_PASSAGE PROVIDED_

┏━━

# HDR???



## SabrinaO (Sep 24, 2011)

I don't really know too much about HDR but I know it involves bracketing and some special HDR software. I decided to do these shots in "HDR", and thought of a different way. I just boosted clarity to the max, sharpening and contrast... and increased the black. Do these look HDR to you? If so, why do people go through all the trouble with the bracketing, layering, stacking, and the software?






















Also.. these arent THAT sharp... flickr just oversharpened them....


----------



## Bitter Jeweler (Sep 24, 2011)

Did you know there is an HDR discussion forum here?


----------



## molested_cow (Sep 24, 2011)

That's because you shot these in a studio with controlled lighting. Try getting a well balanced and exposed shot against the sunset.

You can definitely get tone mapped images out of single RAW file, but the dark areas will lack detail and when the software tries to make it brighter, it will have a lot of noise. Bracketed shots will capture the right amount of details at the respective exposure.


----------



## GooniesNeverSayDie11 (Sep 24, 2011)

The purpose of HDR is to achieve a High Dynamic Range (hence HDR ) that is impossible to capture with your camera in a single exposure. Think of a simple scene where if you expose for the ground, the sky blows out or you expose for the sky and the ground is underexposed. This is a simple example of what HDR would achieve ( although in that simple example a split ND filter would work as well ). Most people have come to associate HDR with the effects that can be achieved by pushing the process. However, you cannot achieve true HDR without multiple exposures. You can however, fake the effect.


----------



## Tomasko (Sep 24, 2011)

> I don't really know too much about HDR but I know it involves bracketing and some special HDR software. I decided to do these shots in "HDR", and thought of a different way. I just boosted clarity to the max, sharpening and contrast... and increased the black. Do these look HDR to you? If so, why do people go through all the trouble with the bracketing, layering, stacking, and the software?


If you don't know much about it, why don't you first go to google for an advice?? These aren't HDR, you didn't increase dynamic range at all. 
Don't confuse overprocessed images for HDR!


----------



## jake337 (Sep 24, 2011)

So, what is the dynamic range of these images?

Or perhaps, what was the dynamic range of these scenes?

Take care when you say you like the "look of HDR photography" as it's purpose has been smeared by grunge. Many believe bracketing or "HDR" should be used when ones sensor or film cannot capture the scenes luminosity in a single exposre.

Others opinions vary.


----------



## 480sparky (Sep 24, 2011)

Let's see you do the same thing with this shot:


----------



## pathoulihan1 (Sep 24, 2011)

SabrinaO said:


> I don't really know too much about HDR but I know it involves bracketing and some special HDR software. I decided to do these shots in "HDR", and thought of a different way. I just boosted clarity to the max, sharpening and contrast... and increased the black. Do these look HDR to you? If so, why do people go through all the trouble with the bracketing, layering, stacking, and the software?
> 
> 
> 
> ...

┗━━

_TASK REQUIREMENTS_
1) In the HDR thread, reproduce the passage starting at "Don't confuse overprocessed" and ending at "of these scenes?", swapping "dynamic range" for "tonal range".
2) List the username of every post author in the HDR thread.
3) Write the next part of the HDR thread, picking up after its final line.
The rows have no connection to the HDR thread.

_INFORMATION GIVEN_

┏━━

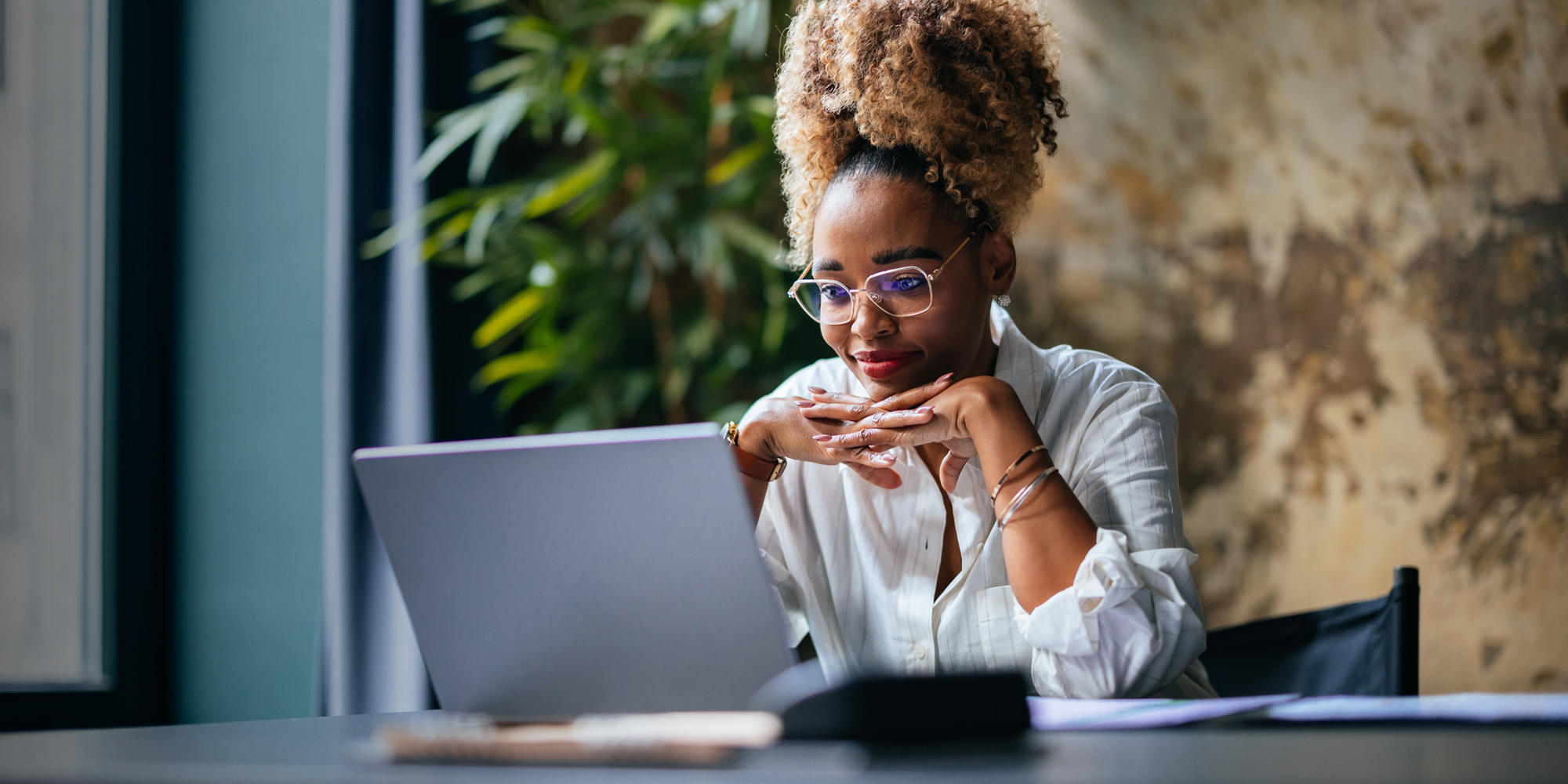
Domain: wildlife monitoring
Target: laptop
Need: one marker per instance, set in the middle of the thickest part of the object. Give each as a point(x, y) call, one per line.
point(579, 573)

┗━━
┏━━

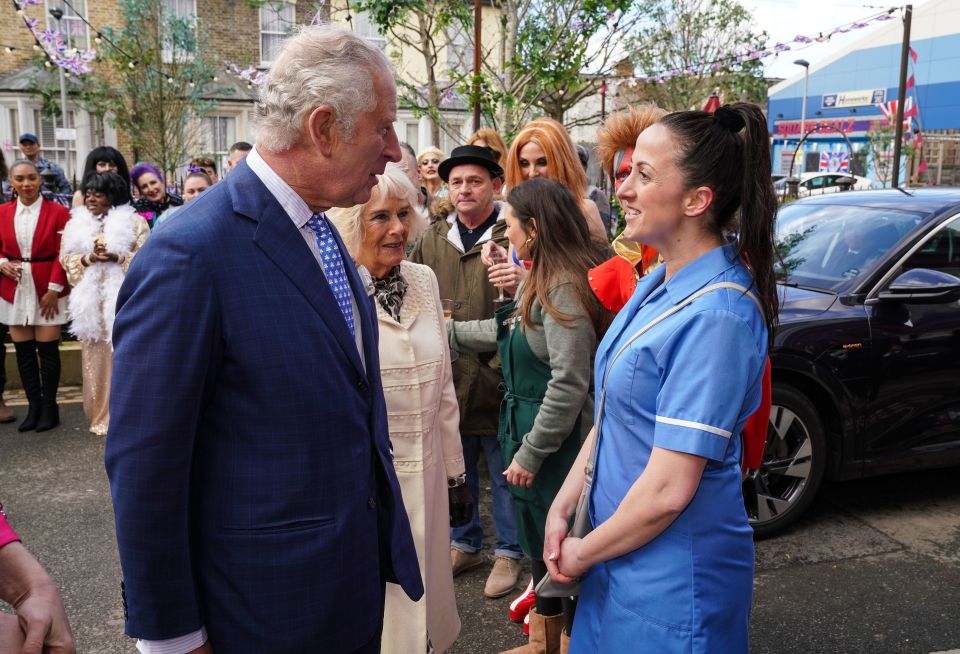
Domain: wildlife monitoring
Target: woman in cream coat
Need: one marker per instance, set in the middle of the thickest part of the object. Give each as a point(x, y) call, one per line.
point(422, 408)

┗━━

_ANSWER LIST_
1)
Don't confuse overprocessed images for HDR!


----------



## jake337 (Sep 24, 2011)

So, what is the tonal range of these images?

Or perhaps, what was the tonal range of these scenes?

2) SabrinaO, Bitter Jeweler, molested_cow, GooniesNeverSayDie11, Tomasko, jake337, 480sparky, pathoulihan1

3)
The difference is that in the studio you're able to use many different lighting techniques to make sure that there are no portions of your photo that are not going to be under/over exposed. Try doing what 480sparky has suggested. It's an interesting exercise (I tried it myself to no avail). No matter what you cannot make this single exposure look like it really covers the entire range of light in the image. You can certainly lighten the dark areas, but it won't look right. In your case the post editing did give you an interesting effect yes, but it's not HDR, nor would it be an effective use of the technique. However, I stand by what I've said in the past. If you like the effect that this technique gives your shot, then to hell with anyone elses opinion, but as for understanding the uses of HDR I think a little more research is required here.



480sparky said:


> Let's see you do the same thing with this shot:




A good example, well played.


----------



## tevo (Sep 24, 2011)

I would suggest looking into what HDR images actually are, before spending any more time overprocessing single exposure photos... :S


----------



## Kerbouchard (Sep 24, 2011)

I think you succeeded.  They look like most HDR images I have seen...Overprocessed with a cartoon-like effect.  

Btw, that's not a good thing.


----------



## SabrinaO (Sep 24, 2011)

GooniesNeverSayDie11 said:


> The purpose of HDR is to achieve a High Dynamic Range (hence HDR ) that is impossible to capture with your camera in a single exposure.* Think of a simple scene where if you expose for the ground, the sky blows out or you expose for the sky and the ground is underexposed. This is a simple example of what HDR would achieve* ( although in that simple example a split ND filter would work as well ). Most people have come to associate HDR with the effects that can be achieved by pushing the process. However, you cannot achieve true HDR without multiple exposures. You can however, fake the effect.



Thanks! Now I understand why you have to bracket... especially for scenic shots


----------



## SabrinaO (Sep 24, 2011)

480sparky said:


> Let's see you do the same thing with this shot:



Im gonna try this! I mean I don't think anyone would try to do this shot in HDR even if they did bracket, but I think taking a single exposure of a scene that is exposed properly can be turned into an _HDR like_ effect with that one image.


----------



## shootermcgavin (Sep 24, 2011)

I think you might be missing the point of HDR, it's not a look you're trying to achieve...   I think the better you are at HDR the harder it is to tell it is done.  I think Sparky posted a great picture for HDR, I do kind of like the cartoony effect you can get from HDR but I don't think it's what it's really about.


----------



## GooniesNeverSayDie11 (Sep 24, 2011)

SabrinaO said:


> Im gonna try this! I mean I don't think anyone would try to do this shot in HDR even if they did bracket, but I think taking a single exposure of a scene that is exposed properly can be turned into an _HDR like_ effect with that one image.



The window - HDR by Margall | Flickr - Photo Sharing!


----------



## SabrinaO (Sep 24, 2011)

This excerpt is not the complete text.